> _Texte fourni_
***
Des études au combat pour l'égalité

La femme professeur. Carte postale humoristique. Fin XIXes.

Professions réservées

En tentant d'obtenir des diplômes et d'embrasser des carrières jusqu'ici masculines, les premières étudiantes s'exposent à bien des reproches : ambition, individualisme, prétention, exubérance... À travers leurs conquêtes laborieuses, ces pionnières remettent fondamentalement en question de nombreux aspects de la condition féminine.

Si toutes ces femmes n'inscrivent pas publiquement leur démarche personnelle dans un combat plus général, certaines, par le choix de leur sujet d'études ou leur engagement postérieur, montrent clairement leur volonté de changer une situation qu'elles jugent injuste.

C'est ainsi le cas de Julie-Victoire Daubié, dont le combat contre les inégalités sociales et politiques entre hommes et femmes se concentre notamment sur le problème de l'enseignement et de ses débouchés :

« […] on peut donc dire que l’instruction est pour la femme un ornement plutôt qu’un gagne-pain, car l’Université ne lui confie pas la moindre charge ; la médecine l’exclut des applications de cette science, où le bon sens populaire, la morale, l’intérêt social la réclament. »
***
> _Question posée_
D'après le texte sur les premières étudiantes, sur quel problème se concentre notamment le combat de Julie-Victoire Daubié ?

> _Informations fournies_
***
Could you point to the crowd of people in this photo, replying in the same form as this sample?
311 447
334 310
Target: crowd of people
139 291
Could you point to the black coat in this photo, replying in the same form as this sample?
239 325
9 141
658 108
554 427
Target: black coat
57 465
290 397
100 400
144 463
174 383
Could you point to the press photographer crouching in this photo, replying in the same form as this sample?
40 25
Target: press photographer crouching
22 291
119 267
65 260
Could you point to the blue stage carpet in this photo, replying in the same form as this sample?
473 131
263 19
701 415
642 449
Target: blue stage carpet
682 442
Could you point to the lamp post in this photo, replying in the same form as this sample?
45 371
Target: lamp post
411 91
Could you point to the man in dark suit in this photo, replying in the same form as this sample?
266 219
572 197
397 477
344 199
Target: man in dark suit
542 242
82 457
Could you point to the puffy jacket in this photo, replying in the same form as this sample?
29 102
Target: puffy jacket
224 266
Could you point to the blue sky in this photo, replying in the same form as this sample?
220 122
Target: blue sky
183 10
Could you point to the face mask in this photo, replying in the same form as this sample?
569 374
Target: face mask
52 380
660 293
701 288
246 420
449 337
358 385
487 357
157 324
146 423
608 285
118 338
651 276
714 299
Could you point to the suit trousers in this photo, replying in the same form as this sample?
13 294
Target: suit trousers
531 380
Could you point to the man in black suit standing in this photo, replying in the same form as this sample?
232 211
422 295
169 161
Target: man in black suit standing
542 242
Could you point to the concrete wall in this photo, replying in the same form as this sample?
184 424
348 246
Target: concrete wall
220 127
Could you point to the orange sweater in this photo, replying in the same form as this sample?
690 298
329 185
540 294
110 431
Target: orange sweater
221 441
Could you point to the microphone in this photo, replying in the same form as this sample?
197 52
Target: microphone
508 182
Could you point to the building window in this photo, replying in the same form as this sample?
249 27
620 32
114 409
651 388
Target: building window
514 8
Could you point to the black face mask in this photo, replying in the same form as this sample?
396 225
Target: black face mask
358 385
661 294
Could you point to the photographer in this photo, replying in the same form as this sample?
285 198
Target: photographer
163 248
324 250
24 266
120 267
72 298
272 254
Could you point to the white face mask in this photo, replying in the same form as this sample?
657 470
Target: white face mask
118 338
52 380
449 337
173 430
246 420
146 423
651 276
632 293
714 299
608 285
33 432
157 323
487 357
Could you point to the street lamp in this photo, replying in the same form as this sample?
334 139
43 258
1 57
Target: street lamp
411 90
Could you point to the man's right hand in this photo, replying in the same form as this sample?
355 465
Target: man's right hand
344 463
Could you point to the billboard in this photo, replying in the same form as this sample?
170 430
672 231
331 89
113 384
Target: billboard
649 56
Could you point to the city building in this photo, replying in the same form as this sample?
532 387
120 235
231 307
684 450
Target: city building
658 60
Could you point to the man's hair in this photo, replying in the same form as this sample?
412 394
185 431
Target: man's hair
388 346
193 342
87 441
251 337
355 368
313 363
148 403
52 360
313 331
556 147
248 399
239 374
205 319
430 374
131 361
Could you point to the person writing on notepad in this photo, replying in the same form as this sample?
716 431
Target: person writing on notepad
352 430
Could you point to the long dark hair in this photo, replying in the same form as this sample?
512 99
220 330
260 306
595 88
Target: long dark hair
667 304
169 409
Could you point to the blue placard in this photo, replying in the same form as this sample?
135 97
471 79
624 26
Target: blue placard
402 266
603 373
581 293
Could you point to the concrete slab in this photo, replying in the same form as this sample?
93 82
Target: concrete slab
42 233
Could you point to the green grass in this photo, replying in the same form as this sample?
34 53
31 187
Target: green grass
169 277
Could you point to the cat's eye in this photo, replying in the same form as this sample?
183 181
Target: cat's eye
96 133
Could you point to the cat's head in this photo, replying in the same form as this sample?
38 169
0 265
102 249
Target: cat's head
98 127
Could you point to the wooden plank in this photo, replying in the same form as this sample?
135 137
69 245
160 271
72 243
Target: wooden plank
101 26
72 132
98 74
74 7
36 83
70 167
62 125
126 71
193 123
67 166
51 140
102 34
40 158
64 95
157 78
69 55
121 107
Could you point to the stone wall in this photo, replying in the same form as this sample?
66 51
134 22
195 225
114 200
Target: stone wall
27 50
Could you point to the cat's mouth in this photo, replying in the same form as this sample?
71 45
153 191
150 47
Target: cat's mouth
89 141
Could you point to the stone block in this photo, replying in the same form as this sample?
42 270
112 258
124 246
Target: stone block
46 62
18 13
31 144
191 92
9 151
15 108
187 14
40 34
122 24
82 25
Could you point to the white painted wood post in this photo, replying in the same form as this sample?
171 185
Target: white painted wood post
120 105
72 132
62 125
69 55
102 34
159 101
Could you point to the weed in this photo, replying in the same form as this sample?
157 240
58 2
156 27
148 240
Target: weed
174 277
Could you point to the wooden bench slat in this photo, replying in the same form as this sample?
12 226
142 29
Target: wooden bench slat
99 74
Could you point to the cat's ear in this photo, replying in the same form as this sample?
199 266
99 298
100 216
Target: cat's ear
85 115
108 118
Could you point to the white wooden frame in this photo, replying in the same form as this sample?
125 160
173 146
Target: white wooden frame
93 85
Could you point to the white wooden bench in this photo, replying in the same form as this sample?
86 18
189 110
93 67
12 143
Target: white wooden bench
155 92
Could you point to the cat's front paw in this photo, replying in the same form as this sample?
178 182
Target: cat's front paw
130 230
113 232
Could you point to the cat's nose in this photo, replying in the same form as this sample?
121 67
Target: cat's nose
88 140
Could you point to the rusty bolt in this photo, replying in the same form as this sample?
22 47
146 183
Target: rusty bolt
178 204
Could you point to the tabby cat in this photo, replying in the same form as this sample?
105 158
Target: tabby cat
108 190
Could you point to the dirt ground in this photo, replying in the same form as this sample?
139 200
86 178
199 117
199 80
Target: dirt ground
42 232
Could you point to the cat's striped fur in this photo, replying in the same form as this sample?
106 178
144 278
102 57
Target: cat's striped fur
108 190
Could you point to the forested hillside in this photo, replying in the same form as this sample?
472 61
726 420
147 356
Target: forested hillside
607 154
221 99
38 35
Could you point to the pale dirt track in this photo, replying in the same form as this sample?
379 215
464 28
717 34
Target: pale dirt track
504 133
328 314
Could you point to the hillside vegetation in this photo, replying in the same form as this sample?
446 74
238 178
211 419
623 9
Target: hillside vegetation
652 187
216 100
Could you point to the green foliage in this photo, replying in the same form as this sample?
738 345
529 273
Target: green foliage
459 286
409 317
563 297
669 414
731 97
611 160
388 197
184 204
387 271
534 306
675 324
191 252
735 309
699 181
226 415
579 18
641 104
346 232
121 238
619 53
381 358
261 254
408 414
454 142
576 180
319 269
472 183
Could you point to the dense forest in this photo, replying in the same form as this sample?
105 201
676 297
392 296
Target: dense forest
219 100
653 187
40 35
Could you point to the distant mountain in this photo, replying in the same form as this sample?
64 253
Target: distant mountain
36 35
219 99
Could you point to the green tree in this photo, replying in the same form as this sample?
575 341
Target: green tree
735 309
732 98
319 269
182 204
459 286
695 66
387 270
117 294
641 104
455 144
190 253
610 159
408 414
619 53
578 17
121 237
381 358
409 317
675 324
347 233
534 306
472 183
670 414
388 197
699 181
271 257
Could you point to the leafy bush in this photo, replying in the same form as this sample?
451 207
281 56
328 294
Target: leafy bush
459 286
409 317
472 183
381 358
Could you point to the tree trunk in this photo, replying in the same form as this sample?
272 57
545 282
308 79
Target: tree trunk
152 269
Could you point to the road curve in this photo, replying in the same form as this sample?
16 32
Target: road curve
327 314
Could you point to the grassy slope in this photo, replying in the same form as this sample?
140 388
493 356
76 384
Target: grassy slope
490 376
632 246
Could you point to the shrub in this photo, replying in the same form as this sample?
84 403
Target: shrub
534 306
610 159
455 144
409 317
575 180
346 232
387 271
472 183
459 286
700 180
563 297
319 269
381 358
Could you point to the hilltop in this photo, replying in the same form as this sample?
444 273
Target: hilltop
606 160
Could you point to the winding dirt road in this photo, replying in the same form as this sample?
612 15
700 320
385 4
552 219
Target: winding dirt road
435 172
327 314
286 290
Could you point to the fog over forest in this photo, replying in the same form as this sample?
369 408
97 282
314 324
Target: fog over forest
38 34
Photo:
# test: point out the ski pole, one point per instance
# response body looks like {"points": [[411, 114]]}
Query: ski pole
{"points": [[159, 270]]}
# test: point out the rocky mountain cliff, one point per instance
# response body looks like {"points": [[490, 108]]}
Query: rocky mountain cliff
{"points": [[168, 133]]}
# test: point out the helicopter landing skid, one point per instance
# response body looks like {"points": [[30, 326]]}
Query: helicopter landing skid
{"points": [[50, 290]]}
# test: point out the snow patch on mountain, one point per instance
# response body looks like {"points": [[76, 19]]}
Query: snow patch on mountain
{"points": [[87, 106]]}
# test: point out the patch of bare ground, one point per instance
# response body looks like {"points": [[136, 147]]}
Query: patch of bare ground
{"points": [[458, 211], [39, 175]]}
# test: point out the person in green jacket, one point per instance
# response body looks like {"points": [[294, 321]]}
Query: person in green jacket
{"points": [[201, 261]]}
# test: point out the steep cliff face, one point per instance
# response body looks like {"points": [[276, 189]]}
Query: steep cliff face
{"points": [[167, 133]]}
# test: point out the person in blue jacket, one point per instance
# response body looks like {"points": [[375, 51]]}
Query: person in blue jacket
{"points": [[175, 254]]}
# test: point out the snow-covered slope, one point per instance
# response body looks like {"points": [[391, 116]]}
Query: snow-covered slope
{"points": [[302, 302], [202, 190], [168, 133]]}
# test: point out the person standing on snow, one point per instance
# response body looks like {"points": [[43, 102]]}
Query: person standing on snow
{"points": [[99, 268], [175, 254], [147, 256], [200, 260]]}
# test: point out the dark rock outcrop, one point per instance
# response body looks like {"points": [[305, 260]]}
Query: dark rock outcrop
***
> _Réponse complète_
Sur le problème de l'enseignement et de ses débouchés.